**EXERCISE DETAILS:**
In your copy, reproduce each entry exactly and leave out the pictures.

**DATA FOR THIS EXERCISE:**
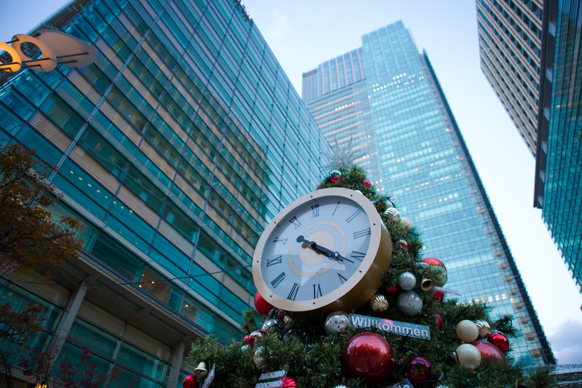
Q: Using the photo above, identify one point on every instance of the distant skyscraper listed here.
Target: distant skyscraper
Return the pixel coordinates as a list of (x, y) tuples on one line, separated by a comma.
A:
[(423, 161), (558, 187), (175, 149), (510, 33)]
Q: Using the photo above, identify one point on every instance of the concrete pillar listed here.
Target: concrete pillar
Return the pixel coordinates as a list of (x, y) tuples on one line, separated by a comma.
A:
[(176, 364)]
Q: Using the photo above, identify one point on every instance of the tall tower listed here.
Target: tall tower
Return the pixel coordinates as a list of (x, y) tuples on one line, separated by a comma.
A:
[(175, 149), (424, 162), (510, 42)]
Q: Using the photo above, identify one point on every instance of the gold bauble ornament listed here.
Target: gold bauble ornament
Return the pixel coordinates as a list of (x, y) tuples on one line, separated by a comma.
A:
[(379, 303)]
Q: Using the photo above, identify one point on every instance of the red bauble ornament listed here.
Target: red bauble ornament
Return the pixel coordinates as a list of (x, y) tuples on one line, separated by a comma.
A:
[(261, 305), (499, 340), (393, 290), (418, 369), (289, 382), (189, 382), (368, 356), (488, 350)]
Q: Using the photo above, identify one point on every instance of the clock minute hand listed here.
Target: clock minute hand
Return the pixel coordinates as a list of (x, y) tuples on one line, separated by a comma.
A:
[(327, 252)]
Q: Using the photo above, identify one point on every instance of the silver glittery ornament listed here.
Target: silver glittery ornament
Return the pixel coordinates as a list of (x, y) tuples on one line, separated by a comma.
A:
[(484, 328), (406, 281), (269, 324), (403, 244), (409, 303), (392, 213), (337, 322), (379, 303)]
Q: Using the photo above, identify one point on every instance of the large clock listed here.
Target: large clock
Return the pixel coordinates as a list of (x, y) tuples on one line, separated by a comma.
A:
[(325, 251)]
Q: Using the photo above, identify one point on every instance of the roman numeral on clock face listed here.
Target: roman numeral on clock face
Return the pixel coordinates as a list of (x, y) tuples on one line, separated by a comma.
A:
[(276, 260), (316, 291), (294, 290), (350, 218), (295, 222), (278, 279), (362, 233), (283, 240)]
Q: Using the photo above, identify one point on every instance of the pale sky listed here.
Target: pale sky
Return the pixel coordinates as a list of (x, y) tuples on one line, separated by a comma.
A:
[(305, 33)]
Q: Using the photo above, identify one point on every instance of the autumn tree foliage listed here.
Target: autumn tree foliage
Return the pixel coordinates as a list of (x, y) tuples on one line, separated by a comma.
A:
[(30, 240)]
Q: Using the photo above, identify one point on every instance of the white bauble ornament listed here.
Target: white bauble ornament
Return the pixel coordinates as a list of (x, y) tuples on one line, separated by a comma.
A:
[(404, 221), (406, 281), (468, 356), (467, 331)]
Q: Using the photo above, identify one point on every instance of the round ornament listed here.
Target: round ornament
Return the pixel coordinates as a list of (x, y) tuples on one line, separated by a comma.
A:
[(335, 176), (337, 322), (484, 328), (409, 303), (261, 305), (406, 281), (189, 382), (392, 213), (269, 324), (436, 263), (467, 330), (403, 244), (392, 290), (368, 356), (404, 221), (488, 350), (468, 356), (379, 303), (418, 369), (499, 340), (289, 382), (258, 356)]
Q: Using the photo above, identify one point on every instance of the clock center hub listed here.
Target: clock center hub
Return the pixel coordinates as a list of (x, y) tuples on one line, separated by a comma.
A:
[(308, 256)]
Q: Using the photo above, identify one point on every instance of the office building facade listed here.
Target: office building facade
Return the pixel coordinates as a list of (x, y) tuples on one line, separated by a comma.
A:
[(510, 43), (175, 149), (425, 164), (558, 190)]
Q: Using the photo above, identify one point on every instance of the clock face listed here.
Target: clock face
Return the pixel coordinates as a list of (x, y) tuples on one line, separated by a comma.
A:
[(317, 249)]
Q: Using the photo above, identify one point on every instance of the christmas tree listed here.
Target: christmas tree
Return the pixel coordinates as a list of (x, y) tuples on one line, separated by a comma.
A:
[(406, 334)]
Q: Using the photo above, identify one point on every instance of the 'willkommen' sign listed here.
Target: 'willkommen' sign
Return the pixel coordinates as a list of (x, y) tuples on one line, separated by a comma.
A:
[(389, 326)]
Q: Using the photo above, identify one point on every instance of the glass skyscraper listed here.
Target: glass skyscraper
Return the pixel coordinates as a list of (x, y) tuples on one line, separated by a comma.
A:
[(424, 162), (558, 190), (175, 149)]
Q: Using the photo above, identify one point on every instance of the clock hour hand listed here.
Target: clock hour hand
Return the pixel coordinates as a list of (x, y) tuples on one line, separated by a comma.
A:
[(325, 251)]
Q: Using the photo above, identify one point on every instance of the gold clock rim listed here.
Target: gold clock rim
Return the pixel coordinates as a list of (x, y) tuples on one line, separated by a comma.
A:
[(354, 288)]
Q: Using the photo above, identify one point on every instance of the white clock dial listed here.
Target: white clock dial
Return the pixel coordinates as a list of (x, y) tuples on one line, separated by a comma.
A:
[(325, 251), (316, 248)]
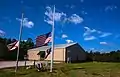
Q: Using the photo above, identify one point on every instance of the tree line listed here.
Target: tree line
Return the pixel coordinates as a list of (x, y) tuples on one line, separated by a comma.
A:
[(5, 54), (112, 56)]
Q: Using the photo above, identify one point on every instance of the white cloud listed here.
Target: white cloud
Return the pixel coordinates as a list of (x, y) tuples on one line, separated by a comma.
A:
[(92, 49), (105, 34), (84, 12), (81, 1), (26, 22), (57, 16), (60, 16), (69, 41), (88, 31), (89, 38), (110, 8), (103, 43), (76, 19), (2, 33), (87, 34), (64, 36)]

**YOUR SOLUTION:**
Q: Using the photo above, identify one point on every instance of the distant skyscraper listed here.
Target: distant skyscraper
Return the pixel coordinates as a list of (x, y) tuples on one line, separated by a comma.
A:
[(423, 161), (558, 187), (175, 149), (510, 33)]
Q: Using the photo above, identify one point on every instance of the concrete pillar listed here.
Target: concrete pillar
Return the pixel coordinates as a list of (x, y) tuples on one line, separated by a comma.
A:
[(176, 364)]
Q: Using the photo above, identify one point on every instance of the tall tower listed here.
Target: tall tower
Return the pixel coordinates as a list of (x, y) tuples on one line, separated by a comma.
A:
[(175, 149), (424, 162), (510, 42)]
Q: Using the photo above, identify one point on every instance of the gold bauble ornament listed here.
Target: gold bauble ornament
Return the pixel coordinates as a list of (x, y) tuples on one line, separated by a comma.
A:
[(379, 303)]
Q: Using the photo above, identify one point on every instance of the red bauble ornament listed here.
Target: red bauble ornament
Return the pixel coordinates as a list of (x, y) tuples on one line, separated by a comma.
A:
[(261, 305), (499, 340), (393, 290), (418, 369), (289, 382), (189, 382), (368, 356), (488, 350)]
Q: Using the photo above, identify one point on every instance of the clock minute hand listed here.
Target: clock minute hand
Return the pixel coordinates as a list of (x, y) tuples on one line, separated by a comma.
A:
[(327, 252)]
Q: Using the photo above, identify one point on every instance of the silver glittery ornament listed here.
Target: silver glittery ornament
Return the pixel coordinates as a list of (x, y) tuples on one line, separated by a comma.
A:
[(484, 328), (406, 281), (269, 324), (403, 244), (409, 303), (392, 213), (337, 322), (379, 303)]
Q: Using the photo above, identify one point on every instance of the large clock listed here.
Target: large clock
Return the pixel coordinates as a list of (x, y) tuples on one line, separated by a comma.
A:
[(325, 251)]
Q: Using the photo above, identify one point on every instance of the roman numeral on clock face listed here.
Target: roman numeral on clock face
Return the pixel coordinates as a list of (x, y) tuples on one line, separated by a comma.
A:
[(276, 260), (316, 291), (294, 290), (350, 218), (295, 222), (278, 279), (362, 233), (283, 240)]
Q: Using the photo above, identify one point on every instance of the pale sky listed here.
Target: pale sky
Return the pixel coordinates as a list of (x, y) tuples on one line, separated by a comma.
A:
[(305, 33)]
Q: Using the photo above, identify one point on every instance of the autumn tree foliage listed here.
Target: autumn tree foliage
Return the pixel coordinates as a list of (x, y) tuples on one line, separated by a comma.
A:
[(30, 240)]
Q: Using the photo above, identify one point on every instance of the white bauble ornament listed here.
Target: white bauble ornament
Return the pixel coordinates as a list of (x, y) tuples on one line, separated by a comma.
A:
[(404, 221), (406, 281), (468, 356), (467, 331)]
Q: Using the photo above, identify one point on every instance of the round ornament listed here.
Target: round ornament
Return the pixel coordinates as a list of (x, y) tuples on one line, separated by a comma.
A:
[(335, 176), (337, 322), (484, 328), (409, 303), (261, 305), (406, 281), (189, 382), (392, 213), (269, 324), (436, 263), (467, 330), (403, 244), (392, 290), (368, 356), (404, 221), (488, 350), (468, 356), (379, 303), (418, 369), (499, 340), (289, 382), (258, 356)]
Q: Using the photo above, identify one point on every instance of the clock center hub listed here.
Target: clock center hub
Return the pixel coordinates as a list of (x, y) tuples on one line, separated by a comma.
A:
[(308, 256)]
Q: Using the photo above, identify one point on every instance of the office building facade listed here.
Target: office building facade
Return the pixel coordinates as a list of (x, y) tuples on one line, separated by a comma.
A:
[(510, 43), (175, 149), (425, 164), (558, 190)]
Q: Using the photo above, identify one point on every instance of the clock face listed here.
Target: clock face
Return the pixel coordinates as a list of (x, y) tuples on one line, separated by a comma.
A:
[(317, 249)]
Q: Using the photo above, identify one point on every instance of the christmas tree listed here.
Target: christmas tree
Return the pixel coordinates as a list of (x, y) tuples on one line, separated by a comma.
A:
[(406, 334)]
Q: Using the photo above, identify one point on every instance of the 'willkommen' sign listed here.
Target: 'willkommen' sign
Return the pixel coordinates as a list of (x, y) tuples on one line, separated by a comma.
A:
[(389, 326)]
Q: Using the photo above, identify one point on every instance of the glass skyscraper listed here.
Target: glass skyscraper
Return the pixel coordinates as a list of (x, y) tuples on one line, separated by a comma.
A:
[(424, 162), (558, 190), (175, 149)]
Q: Using the photo above, identify one point on every instance of the clock hour hand listed here.
Target: clock hour hand
Return the pixel coordinates as a list of (x, y) tuples on one line, separated by a comma.
A:
[(325, 251)]
Q: Using the photo above, identify one point on every instance of the gold clock rim listed here.
Target: gold clock rim
Return the pixel coordinates as a list of (x, y) tuples on one line, separated by a comma.
A:
[(354, 288)]
Q: Using the photo above, identify one point on every instance of the white clock dial listed here.
Target: white clock dial
Return the pixel coordinates as a list of (x, y) tuples on one line, separated by a comma.
A:
[(325, 251), (316, 248)]
Q: Using the photo above, identify one point on every instance of the tree line listed here.
Target: tree line
Return the pixel coordinates as a list of (x, y) tuples on one line, separated by a comma.
A:
[(5, 54), (112, 56)]
Q: Using the photo above, identify one point on every instance of the white cloud listed here.
Target: white cloud
Return the pixel coordinates as a list of (x, y) tuples on one line, separated by a comma.
A:
[(92, 49), (105, 34), (84, 12), (81, 1), (26, 22), (57, 16), (60, 16), (69, 41), (88, 31), (89, 38), (110, 8), (103, 43), (76, 19), (2, 33), (87, 34), (64, 36)]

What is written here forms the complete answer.